**OBJECTIVE**
Using the records below, copy out exactly the line that contains "navy suit in" and every line that follows it, up to and including the last, and no others.

**EXERCISE DATA**
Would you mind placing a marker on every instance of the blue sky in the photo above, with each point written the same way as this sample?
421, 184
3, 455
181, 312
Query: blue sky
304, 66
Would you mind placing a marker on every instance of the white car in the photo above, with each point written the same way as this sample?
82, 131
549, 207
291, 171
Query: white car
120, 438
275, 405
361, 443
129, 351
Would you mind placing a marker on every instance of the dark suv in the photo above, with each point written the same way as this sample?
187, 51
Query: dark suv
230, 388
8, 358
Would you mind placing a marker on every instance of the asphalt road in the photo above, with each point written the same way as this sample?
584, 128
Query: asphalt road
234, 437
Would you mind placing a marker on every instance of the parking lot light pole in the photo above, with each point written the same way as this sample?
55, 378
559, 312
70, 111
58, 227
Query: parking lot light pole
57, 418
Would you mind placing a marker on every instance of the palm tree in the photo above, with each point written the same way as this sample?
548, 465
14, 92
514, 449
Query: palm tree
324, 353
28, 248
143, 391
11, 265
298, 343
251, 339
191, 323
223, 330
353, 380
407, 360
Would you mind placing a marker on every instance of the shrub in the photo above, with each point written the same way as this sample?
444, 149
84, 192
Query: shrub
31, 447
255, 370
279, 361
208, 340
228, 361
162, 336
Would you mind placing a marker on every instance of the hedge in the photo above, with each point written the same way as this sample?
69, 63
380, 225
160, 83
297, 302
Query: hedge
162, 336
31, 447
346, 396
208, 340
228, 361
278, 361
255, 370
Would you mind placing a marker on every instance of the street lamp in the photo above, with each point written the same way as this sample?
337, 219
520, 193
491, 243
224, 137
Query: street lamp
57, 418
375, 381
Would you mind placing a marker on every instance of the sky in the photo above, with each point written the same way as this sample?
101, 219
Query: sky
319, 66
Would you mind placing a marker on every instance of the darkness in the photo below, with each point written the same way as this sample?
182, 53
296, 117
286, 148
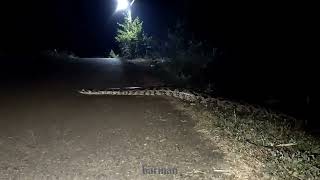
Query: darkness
267, 48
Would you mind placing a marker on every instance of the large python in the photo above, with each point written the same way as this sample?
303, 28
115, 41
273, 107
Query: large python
192, 97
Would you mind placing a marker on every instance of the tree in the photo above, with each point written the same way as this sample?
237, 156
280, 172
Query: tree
132, 40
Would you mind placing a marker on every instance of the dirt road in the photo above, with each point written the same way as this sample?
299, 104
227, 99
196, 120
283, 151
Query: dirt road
49, 131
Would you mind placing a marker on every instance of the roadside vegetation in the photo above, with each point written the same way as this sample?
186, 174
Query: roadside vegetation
260, 143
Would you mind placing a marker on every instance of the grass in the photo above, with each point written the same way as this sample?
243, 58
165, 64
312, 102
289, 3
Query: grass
259, 144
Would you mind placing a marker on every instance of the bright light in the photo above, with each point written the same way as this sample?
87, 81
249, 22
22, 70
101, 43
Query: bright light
123, 5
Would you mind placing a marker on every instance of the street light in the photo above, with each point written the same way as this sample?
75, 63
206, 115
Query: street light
125, 5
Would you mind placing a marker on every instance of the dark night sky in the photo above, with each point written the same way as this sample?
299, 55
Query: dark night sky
89, 26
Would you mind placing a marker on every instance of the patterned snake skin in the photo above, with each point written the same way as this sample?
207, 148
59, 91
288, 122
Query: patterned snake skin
189, 96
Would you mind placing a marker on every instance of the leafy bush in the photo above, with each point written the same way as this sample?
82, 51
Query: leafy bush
132, 40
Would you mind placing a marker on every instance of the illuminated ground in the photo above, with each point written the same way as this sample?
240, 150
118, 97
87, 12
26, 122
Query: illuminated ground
48, 130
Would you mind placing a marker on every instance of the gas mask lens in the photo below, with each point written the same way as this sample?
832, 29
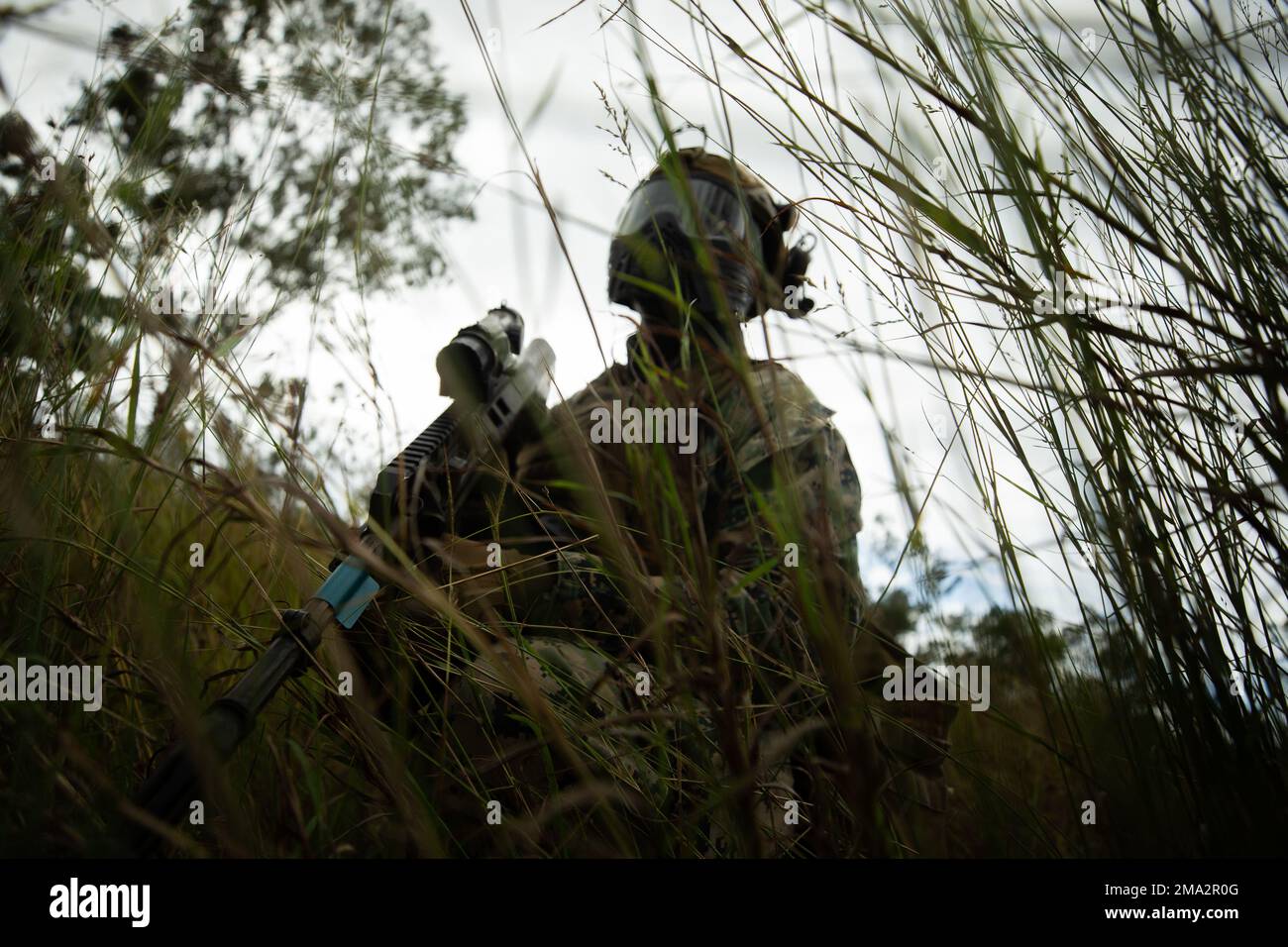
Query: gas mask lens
715, 211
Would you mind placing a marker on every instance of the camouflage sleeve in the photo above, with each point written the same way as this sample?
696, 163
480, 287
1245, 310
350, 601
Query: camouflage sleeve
780, 493
787, 519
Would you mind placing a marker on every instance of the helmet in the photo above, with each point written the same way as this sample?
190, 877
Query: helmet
703, 231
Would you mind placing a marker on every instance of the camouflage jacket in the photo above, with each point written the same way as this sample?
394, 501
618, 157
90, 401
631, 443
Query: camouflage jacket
722, 565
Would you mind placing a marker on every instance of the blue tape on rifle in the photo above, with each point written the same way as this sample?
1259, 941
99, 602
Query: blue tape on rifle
348, 590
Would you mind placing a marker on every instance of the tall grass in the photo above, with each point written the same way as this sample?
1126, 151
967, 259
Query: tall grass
1136, 158
1146, 158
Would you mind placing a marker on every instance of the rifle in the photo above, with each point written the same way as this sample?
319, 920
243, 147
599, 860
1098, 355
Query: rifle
498, 395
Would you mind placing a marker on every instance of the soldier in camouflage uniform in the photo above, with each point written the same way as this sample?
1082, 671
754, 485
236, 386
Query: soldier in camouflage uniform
703, 600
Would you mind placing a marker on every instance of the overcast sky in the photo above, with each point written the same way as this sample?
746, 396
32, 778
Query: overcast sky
509, 252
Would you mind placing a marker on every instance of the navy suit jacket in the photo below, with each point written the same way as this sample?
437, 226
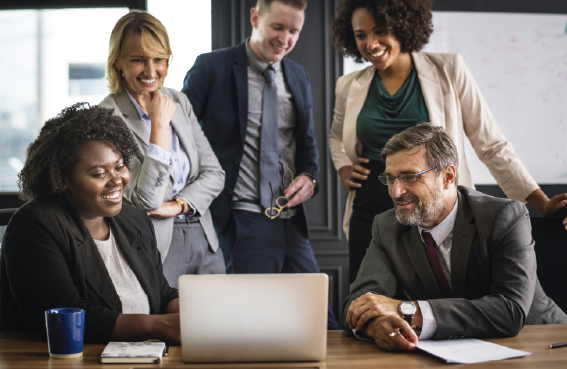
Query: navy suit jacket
217, 87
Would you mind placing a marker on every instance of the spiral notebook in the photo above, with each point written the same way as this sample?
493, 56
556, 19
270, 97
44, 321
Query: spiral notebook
133, 352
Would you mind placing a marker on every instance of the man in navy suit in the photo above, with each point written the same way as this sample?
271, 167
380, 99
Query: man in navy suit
227, 91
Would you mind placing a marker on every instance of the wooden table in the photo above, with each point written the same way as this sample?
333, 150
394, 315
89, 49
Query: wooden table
22, 350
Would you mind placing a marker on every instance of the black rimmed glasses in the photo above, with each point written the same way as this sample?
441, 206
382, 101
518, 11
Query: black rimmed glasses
404, 178
281, 202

**CORRECT OUTPUT**
Would you mind placing a marker on every instance of the man in navy suit in the photo above, with each point written the same way as this sample?
271, 167
380, 99
Query: man in navy suit
227, 91
Would you mind placing a marker on every instance of the wooden table in the photo above, with each point written the same way as this sample?
333, 150
394, 315
89, 49
Query: wooden table
22, 350
Would you mind placing a marker on every instance of the black rimmed glasses in the photo above, with each point written the same way as this sample?
441, 206
382, 101
518, 11
Query: black rimmed glasses
404, 178
281, 202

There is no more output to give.